* EXERCICE 1 *
Recopiez les entrées, consignes incluses, à partir de la ligne qui contient « the blurred street » jusqu'à la fin des entrées, ces deux limites comprises. Diminuez de 65 chaque coordonnée figurant dans les réponses et omettez les images.

* TEXTE FOURNI *
* * *
Cadre législatif – Fournitures détaxées

[23] L’annexe VI de la Loi sur la taxe d’accise porte sur les fournitures détaxées, c’est-à-dire des fournitures taxables qui sont taxées à un taux de 0 %.

[24] Plus précisément, la partie V de l’annexe VI traite des exportations; ses dispositions pertinentes sont les articles 1 et 12.

[25] L’article 1 de la partie V de l’annexe VI traite des situations où une fourniture est effectuée au profit d’un acquéreur qui exporte immédiatement les produits. Comme il n’y avait pas d’acquéreurs intermédiaires dans le cas présent, seul l’article 12 s’applique.

[26] L’article 12 prévoit ce qui suit :

12. [Biens livrés à l’étranger] – La fourniture d’un bien meuble corporel (sauf un produit transporté en continu au moyen d’un fil, d’un pipeline ou d’une autre canalisation), dans le cas où le fournisseur, selon le cas :

a) expédie le bien à une destination à l’étranger, précisée dans le contrat de factage visant le bien;

b) transfère la possession du bien à un transporteur public ou à un consignataire qui a été chargé d’expédier le bien à une destination à l’étranger par l’une des personnes suivantes :

(i) le fournisseur pour le compte de l’acquéreur,

(ii) l’employeur de l’acquéreur;

c) envoie le bien par courrier ou messager à une adresse à l’étranger.

[27] Une fourniture qui remplit une ou plusieurs des conditions énoncées à l’article 12 sera assujettie à la taxe au taux de 0 %.

[28] Le paragraphe 1(e) de la partie V de l’annexe VI prévoit l’exigence suivante en matière de preuve :

1. [Biens achetés pour exportation immédiate] – La fourniture d’un bien meuble corporel, sauf un produit soumis à l’accise, effectuée par une personne au profit d’un acquéreur, autre qu’un consommateur, qui a l’intention d’exporter le bien, si à la fois :

[...]

e) la personne possède des preuves, que le ministre estime acceptables, de l’exportation du bien par l’acquéreur.

[29] Le paragraphe 16 et l’annexe du Mémorandum sur la TPS/TVH 4.5.2 du ministre indiquent que, pour se conformer au paragraphe 1e) de la partie V de l’annexe VI, une preuve satisfaisante peut comprendre les documents suivants :

– la facture de vente ou le contrat d’achat sur lequel on nomme le bien et l’acquéreur, qui correspond aux instructions d’expédition ou de livraison indiquées sur le bon de commande;

– le document de transport décrivant le service de livraison, comme le connaissement remis par le transporteur ou en son nom, qui constitue la preuve qu’un contrat de transport a été conclu et que le bien a été livré à bord d’un moyen de transport;

– des factures de courtiers en douane ou d’expéditionnaires se rapportant au bien exporté;

– les documents d’importation requis par le pays où le bien est exporté;

– dans le cas de véhicules à moteur, de bateaux, de navires et d’aéronefs, des copies de l’enregistrement auprès de l’organisme de réglementation étranger où le bien a été immatriculé;

– une autre preuve (qui n’est pas créée par l’acquéreur), acceptable pour l’Agence du revenu du Canada de l’exportation du bien.
* * *
(Entrées de points étiquetés)

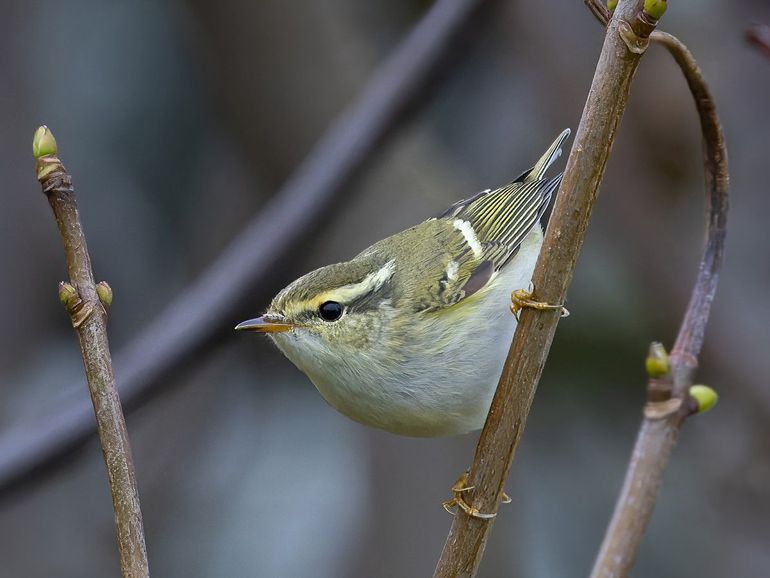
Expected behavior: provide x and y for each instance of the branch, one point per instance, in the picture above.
(758, 36)
(624, 45)
(670, 397)
(189, 326)
(85, 302)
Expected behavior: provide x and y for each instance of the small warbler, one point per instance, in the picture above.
(410, 336)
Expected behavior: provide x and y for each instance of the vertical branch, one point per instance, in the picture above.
(188, 326)
(670, 397)
(85, 301)
(625, 42)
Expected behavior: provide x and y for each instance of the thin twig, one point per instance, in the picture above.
(758, 36)
(193, 321)
(84, 302)
(623, 47)
(668, 402)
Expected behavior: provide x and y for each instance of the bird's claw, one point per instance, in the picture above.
(458, 501)
(522, 298)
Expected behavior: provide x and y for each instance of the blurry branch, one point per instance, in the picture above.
(85, 302)
(194, 320)
(624, 44)
(671, 396)
(758, 36)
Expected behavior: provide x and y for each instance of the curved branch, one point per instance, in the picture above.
(624, 45)
(196, 318)
(83, 299)
(668, 401)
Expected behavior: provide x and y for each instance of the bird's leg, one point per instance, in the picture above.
(522, 298)
(458, 500)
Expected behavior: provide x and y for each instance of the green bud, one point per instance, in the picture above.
(657, 360)
(704, 396)
(68, 295)
(104, 291)
(43, 143)
(655, 8)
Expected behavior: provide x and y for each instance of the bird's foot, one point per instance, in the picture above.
(458, 501)
(522, 298)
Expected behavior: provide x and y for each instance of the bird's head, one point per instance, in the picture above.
(333, 310)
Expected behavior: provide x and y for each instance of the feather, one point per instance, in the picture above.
(488, 228)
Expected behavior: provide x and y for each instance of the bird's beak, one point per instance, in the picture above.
(265, 324)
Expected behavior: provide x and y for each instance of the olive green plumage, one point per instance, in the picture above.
(410, 335)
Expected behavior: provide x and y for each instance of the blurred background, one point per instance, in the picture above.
(179, 119)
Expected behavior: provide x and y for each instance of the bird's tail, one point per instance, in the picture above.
(549, 157)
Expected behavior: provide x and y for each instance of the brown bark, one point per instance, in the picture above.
(89, 320)
(624, 44)
(668, 400)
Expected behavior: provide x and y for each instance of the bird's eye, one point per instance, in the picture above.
(330, 310)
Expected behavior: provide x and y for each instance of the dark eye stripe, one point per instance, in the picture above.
(330, 310)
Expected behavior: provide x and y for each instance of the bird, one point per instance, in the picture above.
(410, 335)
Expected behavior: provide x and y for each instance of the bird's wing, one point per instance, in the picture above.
(481, 234)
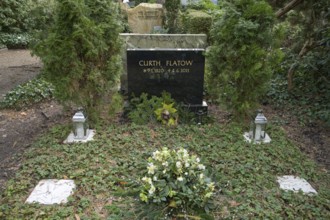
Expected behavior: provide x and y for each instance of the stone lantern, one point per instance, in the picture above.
(80, 132)
(79, 125)
(257, 132)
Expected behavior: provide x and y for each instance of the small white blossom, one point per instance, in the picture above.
(147, 180)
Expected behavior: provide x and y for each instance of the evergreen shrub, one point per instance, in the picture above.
(80, 52)
(196, 22)
(242, 55)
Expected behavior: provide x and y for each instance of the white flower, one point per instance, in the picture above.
(151, 168)
(147, 180)
(178, 164)
(201, 167)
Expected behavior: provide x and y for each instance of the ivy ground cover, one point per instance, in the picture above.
(108, 173)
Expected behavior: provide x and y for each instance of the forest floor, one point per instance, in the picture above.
(18, 129)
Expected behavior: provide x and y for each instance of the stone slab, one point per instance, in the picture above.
(71, 138)
(52, 191)
(157, 41)
(293, 183)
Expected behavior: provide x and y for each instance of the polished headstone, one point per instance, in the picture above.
(177, 71)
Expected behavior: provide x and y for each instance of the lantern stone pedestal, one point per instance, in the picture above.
(73, 139)
(265, 140)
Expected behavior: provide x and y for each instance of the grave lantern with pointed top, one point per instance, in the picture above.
(260, 123)
(79, 125)
(257, 132)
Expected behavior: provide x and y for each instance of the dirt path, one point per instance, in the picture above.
(16, 67)
(18, 129)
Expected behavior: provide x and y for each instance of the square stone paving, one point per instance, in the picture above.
(51, 191)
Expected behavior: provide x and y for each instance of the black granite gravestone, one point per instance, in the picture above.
(177, 71)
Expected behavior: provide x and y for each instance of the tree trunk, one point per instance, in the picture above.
(302, 52)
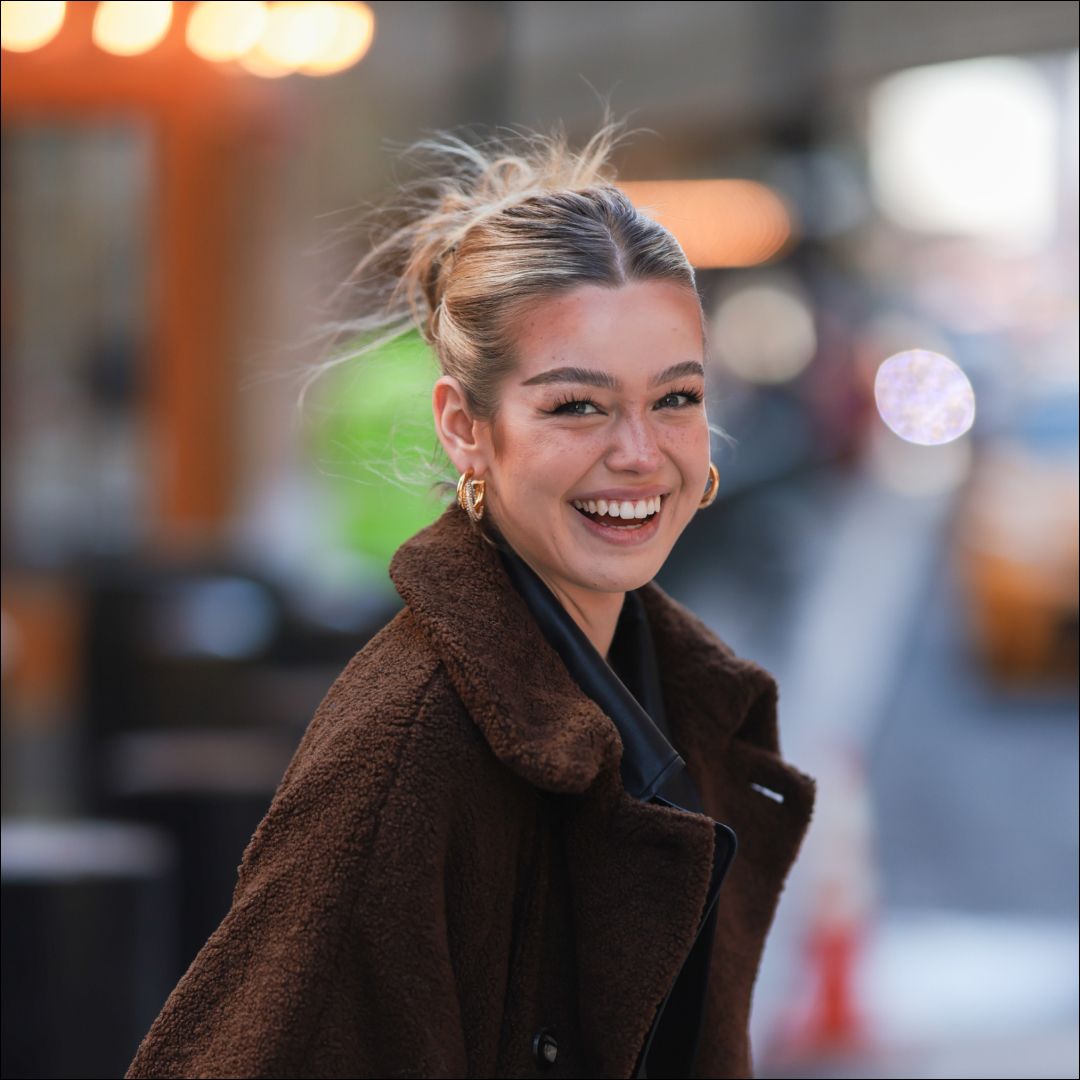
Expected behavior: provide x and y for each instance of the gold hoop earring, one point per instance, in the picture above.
(712, 487)
(471, 495)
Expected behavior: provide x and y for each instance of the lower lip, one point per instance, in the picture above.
(622, 536)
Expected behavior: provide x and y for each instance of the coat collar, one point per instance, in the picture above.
(532, 713)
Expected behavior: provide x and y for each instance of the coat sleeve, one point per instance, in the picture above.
(333, 959)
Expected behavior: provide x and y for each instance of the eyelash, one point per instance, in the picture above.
(693, 399)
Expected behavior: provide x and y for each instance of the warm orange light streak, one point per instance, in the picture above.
(25, 26)
(718, 223)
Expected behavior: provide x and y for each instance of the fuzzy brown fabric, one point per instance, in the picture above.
(450, 864)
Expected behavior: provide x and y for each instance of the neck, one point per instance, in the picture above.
(595, 612)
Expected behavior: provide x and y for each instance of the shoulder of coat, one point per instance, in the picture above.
(392, 707)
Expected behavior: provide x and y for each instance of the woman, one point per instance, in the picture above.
(507, 842)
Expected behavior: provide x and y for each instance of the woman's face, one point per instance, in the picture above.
(605, 410)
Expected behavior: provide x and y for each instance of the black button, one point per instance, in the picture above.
(544, 1048)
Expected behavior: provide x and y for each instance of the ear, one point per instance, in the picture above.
(462, 437)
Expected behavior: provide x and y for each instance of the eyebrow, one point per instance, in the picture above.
(605, 380)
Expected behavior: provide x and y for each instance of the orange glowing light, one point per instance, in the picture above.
(130, 27)
(224, 29)
(26, 25)
(718, 223)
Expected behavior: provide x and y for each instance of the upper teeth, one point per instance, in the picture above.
(621, 509)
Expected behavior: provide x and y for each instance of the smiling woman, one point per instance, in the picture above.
(507, 842)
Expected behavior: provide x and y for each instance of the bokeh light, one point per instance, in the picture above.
(925, 397)
(718, 223)
(764, 333)
(314, 38)
(130, 27)
(224, 29)
(25, 26)
(354, 28)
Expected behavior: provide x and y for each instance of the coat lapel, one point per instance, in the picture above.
(639, 872)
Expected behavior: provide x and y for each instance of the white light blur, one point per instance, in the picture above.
(925, 397)
(918, 471)
(764, 334)
(967, 147)
(130, 27)
(26, 25)
(223, 29)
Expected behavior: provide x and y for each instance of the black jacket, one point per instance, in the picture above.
(628, 688)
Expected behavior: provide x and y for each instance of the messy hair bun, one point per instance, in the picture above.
(486, 229)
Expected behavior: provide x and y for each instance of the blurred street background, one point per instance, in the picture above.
(880, 200)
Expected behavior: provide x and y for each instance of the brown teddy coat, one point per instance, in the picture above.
(451, 881)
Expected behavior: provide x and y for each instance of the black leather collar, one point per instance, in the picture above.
(650, 766)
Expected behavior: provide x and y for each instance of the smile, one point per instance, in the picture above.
(620, 522)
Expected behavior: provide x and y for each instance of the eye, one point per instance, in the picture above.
(693, 397)
(567, 407)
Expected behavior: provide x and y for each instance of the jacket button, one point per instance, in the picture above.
(544, 1048)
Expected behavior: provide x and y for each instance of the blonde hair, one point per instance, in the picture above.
(490, 227)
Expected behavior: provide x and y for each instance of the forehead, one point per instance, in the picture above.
(633, 328)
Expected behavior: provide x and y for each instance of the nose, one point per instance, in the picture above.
(635, 446)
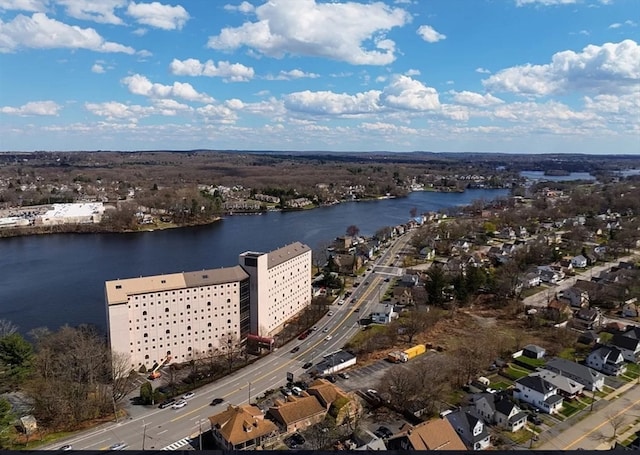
* * *
* EXERCICE 2 *
D'après le texte sur les fournitures détaxées, à quel taux ces fournitures sont-elles taxées ?

* RÉSULTAT OBTENU 1 *
Expected behavior: provide x and y for each instance of the blurred street background, one point per instance, in the picture above.
(815, 135)
Expected behavior: provide x and y for each instance of the brown teddy coat, one point per instance, in the picture above.
(386, 816)
Expected behavior: provide x and y for each instance of the black leather collar, one point per instance, in the picture above.
(585, 701)
Expected behavior: provide x and y for each instance of the smile, one point per instance, in the picture above.
(555, 457)
Expected behavior: provide x and y for each instance of the eye, one point per instance, in the picture above.
(628, 332)
(502, 342)
Expected behavior: provide x and y for each instance of the jacket button, one point per instance, in the picture above.
(479, 983)
Expected behavior: provide x and y for each instance of the blonde hair, one point per instance, in the picture above.
(425, 162)
Expected behavior: provide x and y for each instance of the forehead, one point per instance, in the picture above.
(568, 263)
Expected behavior: provide x and y for each instance of the nose, one point per instance, in the picture above.
(570, 381)

* RÉSULTAT OBTENU 2 *
Elles sont taxées à un taux de 0 %.